───── ТЕКСТ
6.12.84
Сегодня пишу опять о моих любимых Лизавете-младшей и об Игоре.
Из Данилова пришла телеграмма: «Нюра, приезжай, умер Игорь. Лиза». Лизавета-младшая понесла еще одну утрату. Ее младший сын, единственный, который остался с ней в деревне, погиб нелепо и мучительно. Мама опять забегала, охая, плача и приговаривая: «Ну что же это такое, Господи? Ну что же это? Линка и так всю жизнь обиженная. За что же?»
Вернулась мама через четыре дня, похудевшая, с опухшими от слез глазами, в черном чужом платке. Недоумевающе и тихо она рассказывала: «Возил он солому на прицепе. Трактор, значит, тащит прицеп, а прицеп на больших полозьях. Их трое парнишек-то было, на соломе, наверху сидели. Ну и баловаться стали, на соломе-то, озорные мальчишки, им озоровать хочется. Возились они, значит, да Игорь-то и не удержался. Солома скользкая, он по этой соломе-то и скатился вниз, а трактор-то остановить сразу не смогли, полозья-то и подмяли Игоря-то! Еле вытащили. Один парнишка к Линке прибежал да и кричит: “Тетя Лиза, вашего Ишку переехало!” Линка со скотного двора бежит в чем была, а Ишка на снегу лежит и не говорит ничего, только стонет. На дороге машину грузовую поймали, посадили его в кабину-то да и повезли в Данилов. А он без сознания. В больницу, значит, его. Он там в больнице прямо на столе на операционном и умер». Мама рассказывает, задыхаясь в плаче: «Девчонка у Ишки-то была, хо-о-орошенькая. Тоже на похоронах-то все плакала. Во, погляди, вот она у гроба-то стоит, которая в шапочке».
Я смотрю на маленькие тусклые фотографии — взрослый, незнакомый мне совсем, с суровым лицом Игорь лежал в «домовине» — скрещенные большие руки, а дальше — черный покров. Лизавета-младшая стоит, повернувшись спиной к фотографу, рядом ее «суседки» в темном, впереди всех стоит мальчик лет шести и держится за край елового венка с редкими искусственными цветами.
На следующий год, тоже в зимние каникулы, я приехала к своим и узнала, что назавтра приезжает тетя Лиза. Рано утром я поехала ее встречать. Я зашла в душный общий вагон, мне навстречу шли люди с вещами, Лизаветы среди выходящих не было. Я вышла и встала на перроне. Ко мне подошла незнакомая маленькая женщина и сказала: «Танечка, вот ты где».
Там, в войну, в деревне Андриково «тетей Лизой» была краснощекая, совсем не старая женщина, а теперь на ленинградском перроне передо мной стояла худенькая старушка, ростом ниже моего плеча. Я обхватила узенькие плечи, а она положила голову мне на грудь и выдохнула: «О-о-о-ох». Как-то не из груди, а изо всей себя, из всего своего существа, как из-под земли.
──────────
───── ПРИВЕДЕННЫЕ ДАННЫЕ
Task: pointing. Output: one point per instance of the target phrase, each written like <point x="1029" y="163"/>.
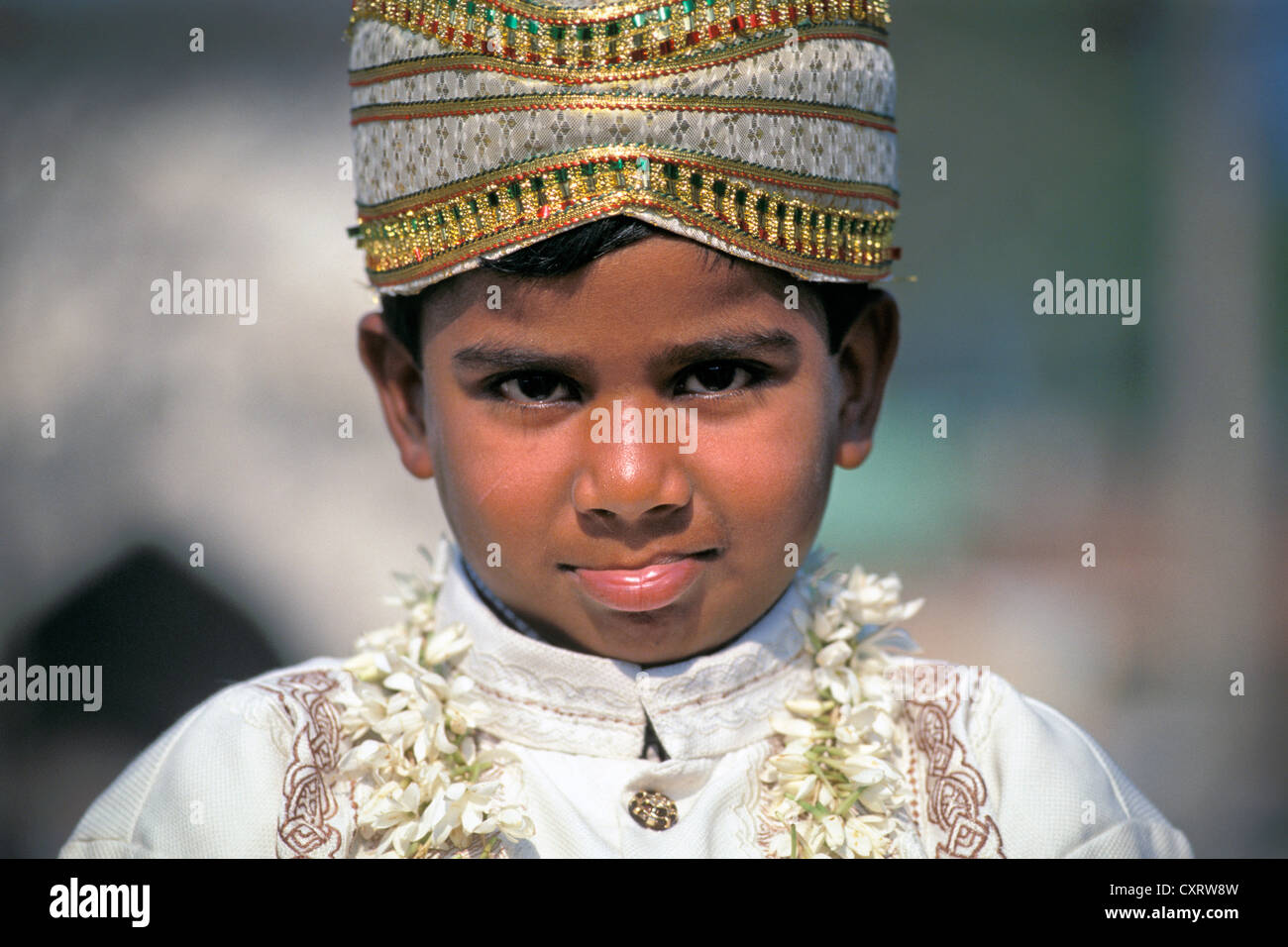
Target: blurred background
<point x="1061" y="429"/>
──────────
* **ЧТО СДЕЛАТЬ**
1/ Из какого города, согласно тексту, пришла телеграмма?
2/ Приведите отрывок текста, который начинается словами «Я смотрю на» и заканчивается словами «редкими искусственными цветами.», заменив в нем «мальчик» на «паренек».
Этот материал самостоятельный и к тексту не относится.

* **ОТВЕТЫ**
1/ Из Данилова.

2/
Я смотрю на маленькие тусклые фотографии — взрослый, незнакомый мне совсем, с суровым лицом Игорь лежал в «домовине» — скрещенные большие руки, а дальше — черный покров. Лизавета-младшая стоит, повернувшись спиной к фотографу, рядом ее «суседки» в темном, впереди всех стоит паренек лет шести и держится за край елового венка с редкими искусственными цветами.